» **GIVEN TEXT**:
——
Editorial: Federal tax abuse
Saturday, Nov. 17, 2007 | 7:19 a.m.
Medicaid is a joint federal-state program that provides about 55 million poor people with health care coverage. It paid medical care providers about $324 billion in 2006.
But a recent federal audit says more than 30,000 doctors and other health professionals who provide care to Medicaid patients owe at least $1 billion in taxes.
The report released this week by the Government Accountability Office, the investigative arm of Congress, says the tax-delinquent Medicaid providers make up about 5 percent of all Medicaid providers.
About 55 percent of the tax debt consists of payroll taxes and 31 percent is personal income taxes, the GAO says. The remaining 13 percent includes corporate income, excise and unemployment taxes.
"Many of these individuals accumulated substantial assets, including million-dollar houses and luxury vehicles, while failing to pay their federal taxes" and some also were "sanctioned for substandard care of their patients," the GAO report says.
In one case, the GAO reports, the operator of several nursing homes who owed $14 million in federal taxes also owned a $2 million, 10,000-square-foot home and vacationed in Las Vegas, Reno and Hawaii, where "the owner bought a $16,000 Rolex watch, the day before one of the required federal tax deposits was due."
Under federal law, owing taxes does not prohibit health care providers from enrolling in the Medicaid program. Obviously, such a rule could make it more difficult to ensure that poor people would have adequate access to medical care.
Nonetheless, the federal government can't just ignore such egregious abuses.
We agree with the GAO's recommendation that the Internal Revenue Service carefully examine these providers' tax-paying records and aggressively pursue whatever collections or criminal investigations are necessary.
——
» **SUPPLIED MATERIAL**:
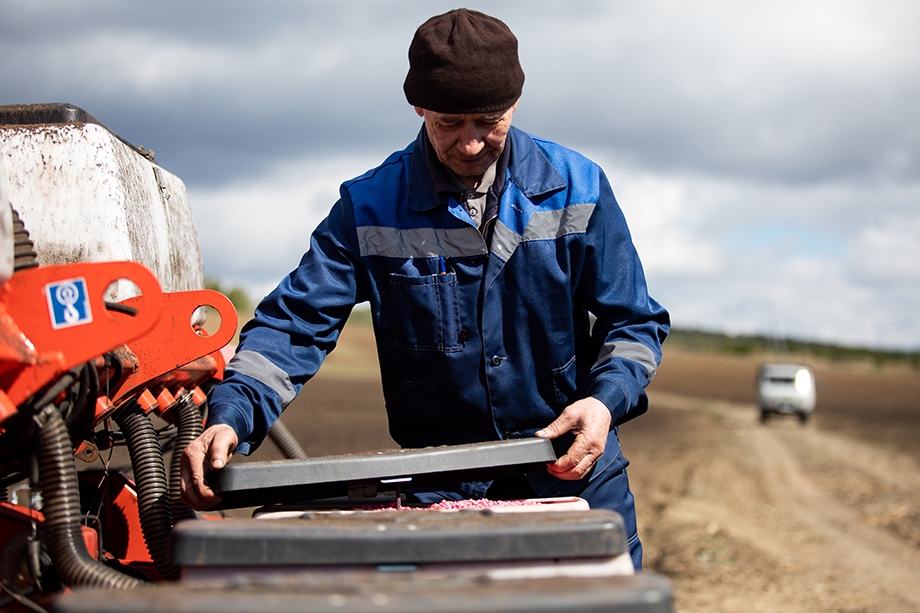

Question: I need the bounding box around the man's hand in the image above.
[537,397,610,481]
[179,424,239,511]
——
» **WORK TO COMPLETE**:
a: Reproduce word for word everything in the editorial on Medicaid providers' unpaid taxes from "Under federal law, owing" down to "investigations are necessary.".
b: According to the Medicaid tax editorial, what percentage of the tax debt owed by delinquent Medicaid providers is payroll taxes?

» **ANSWERS FOR THE EXERCISE**:
a:
Under federal law, owing taxes does not prohibit health care providers from enrolling in the Medicaid program. Obviously, such a rule could make it more difficult to ensure that poor people would have adequate access to medical care.
Nonetheless, the federal government can't just ignore such egregious abuses.
We agree with the GAO's recommendation that the Internal Revenue Service carefully examine these providers' tax-paying records and aggressively pursue whatever collections or criminal investigations are necessary.

b: About 55 percent.